§ SET OF TASKS
1. From the AWS cost lessons text, list each solution it gives for storing a phone number in AWS so that the number can be publicly accessed.
2. Carry on the AWS cost lessons text, picking up right after its final sentence.

§ SELECTED EXTRACT
•••

We believe in a comprehensive approach to using AWS, compatible with the AWS Well-Architected Framework, and do not believe Cost Optimization or FinOps should drive AWS usage. FinOps is reactive, be proactive.

Recommendation: focus on upgrading your cloud architectural knowledge rather than implementing any non-actionable FinOps Framework. I have found no better alternative than AWS Certification.

Lesson #2 – The Best Technical Decisions are not Good Enough

Some firms pride themselves on all their architectural decisions being made purely based on technical reasons and ignoring any cost considerations. This is a fantasy resulting in their cost optimization team achieving cost savings of 60% or more. In addition, such a situation is usually accompanied by the “best technical decisions” not being the best since they force you to ignore some critical aspects of the problem.

An analogy would be that if you want to travel from Paris to London, you should always travel by private jet since it saves you most time, in-person meetings are always preferrable, and you enjoy traveling in comfort.

Let’s consider an example of how to store a phone number in AWS so that it can be publicly accessed?

There are an infinite number of solutions with vastly different performance, security, maintenance, and immediate and long-term costs
• Use AWS Route 53 (TXT record)
• Use AWS S3
• Use AWS EFS + AWS Lambda + AWS API Gateway
• Use a camera connected to AWS Panorama device looking at your business card + AWS Direct Connect + AWS Textract + AWS API Gateway
• Use some satellites….

This simple example illustrates that there is no such a thing as the best technical decision taken in isolation of costs, security, maintainability and … → all architectural decisions are made in the business context. Thus, the choice of the right resource type for the job, or any architectural decision depends on these two questions:

  • Question 1 – Technical Decision → The list of technically best solutions
    • Consider the Compatibility of the Performance and Security Profile of the resource type with the expected long-term patterns and scale of use – notice long-term means the next few months since the optimal architecture changes every few months
  • Question 2 – Economic Decision → The actual choice
    • Given the answers to Question 1, factor in the total long-term cost of ownership
      • Adoption, Setup, Maintenance, Migration Costs
      • Increased / Reduced costs by simplifying / making more complex architectural choices
      • Implied costs of technology lock-in

Recommendation: all architectural decisions should be based upon the cost/performance criterion.

•••

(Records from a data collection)
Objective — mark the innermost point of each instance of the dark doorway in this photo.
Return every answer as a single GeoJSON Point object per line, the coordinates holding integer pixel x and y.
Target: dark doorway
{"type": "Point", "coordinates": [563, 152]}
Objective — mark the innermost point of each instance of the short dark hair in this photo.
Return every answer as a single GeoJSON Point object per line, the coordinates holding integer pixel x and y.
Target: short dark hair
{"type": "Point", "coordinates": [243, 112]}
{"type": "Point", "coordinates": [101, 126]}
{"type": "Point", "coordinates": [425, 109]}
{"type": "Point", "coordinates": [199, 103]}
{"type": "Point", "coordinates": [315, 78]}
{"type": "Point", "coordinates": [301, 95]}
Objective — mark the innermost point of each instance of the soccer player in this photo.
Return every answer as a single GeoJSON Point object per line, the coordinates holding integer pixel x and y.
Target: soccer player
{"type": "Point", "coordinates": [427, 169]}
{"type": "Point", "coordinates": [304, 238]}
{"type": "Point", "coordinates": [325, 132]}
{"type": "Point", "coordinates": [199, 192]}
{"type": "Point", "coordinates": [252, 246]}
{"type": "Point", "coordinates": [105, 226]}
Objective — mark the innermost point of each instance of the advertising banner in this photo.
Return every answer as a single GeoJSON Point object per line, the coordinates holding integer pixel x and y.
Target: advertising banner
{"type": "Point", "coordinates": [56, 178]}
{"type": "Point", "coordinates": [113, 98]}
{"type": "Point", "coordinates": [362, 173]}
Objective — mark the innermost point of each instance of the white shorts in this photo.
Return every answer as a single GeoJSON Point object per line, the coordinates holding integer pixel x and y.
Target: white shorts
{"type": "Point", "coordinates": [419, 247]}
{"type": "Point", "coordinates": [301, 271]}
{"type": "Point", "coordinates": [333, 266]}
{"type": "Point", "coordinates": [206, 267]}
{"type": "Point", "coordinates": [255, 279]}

•••

§ TASK RESPONSES
1.
- Use AWS Route 53 (TXT record)
- Use AWS S3
- Use AWS EFS + AWS Lambda + AWS API Gateway
- Use a camera connected to AWS Panorama device looking at your business card + AWS Direct Connect + AWS Textract + AWS API Gateway
- Use some satellites

2.
Lesson #3 – Adopt the Cloud-Native Mindset

To make the most of the cloud opportunities, you need to adopt the cloud-native mindset which exhibits with

  1. Cloud is elastic meaning that cloud costs should closely follow revenue.
  2. Always choose the right resource type for the job – for example, use AWS Graviton instances for most use cases.
  3. Cloud is about rapid experimentation and innovation.
  4. Expert human work is more expensive than any cloud cost.
  5. You should be using managed services for most parts of the architectures even if they deliver just 90% of performance of self-managed services since they offload manual management and save time.
  6. Most of the code of modern applications is inter-connecting existing APIs, and you should aim at minimizing your own code.
  7. Scalability means that the resources are disposable, so you should store all data decoupled from the processing resources. Data should be stored in standard formats so that it can be accessed with other solutions.
  8. Design your solutions with security and fault tolerance in mind.
  9. Observability, automation, and constant benchmarking are critical for achieving optimal evolving architecture. Real-time monitoring, metrics, and logging deliver massive business value. Incorporate custom metrics into all applications to help answer questions, such as the costs per customer, costs per feature (“unit costs”). Benchmark across older version of each solution and across similar solutions to identify inefficiencies.
  10. All business decisions are driven by forecasts. The monitoring and logging free you from making blind estimates.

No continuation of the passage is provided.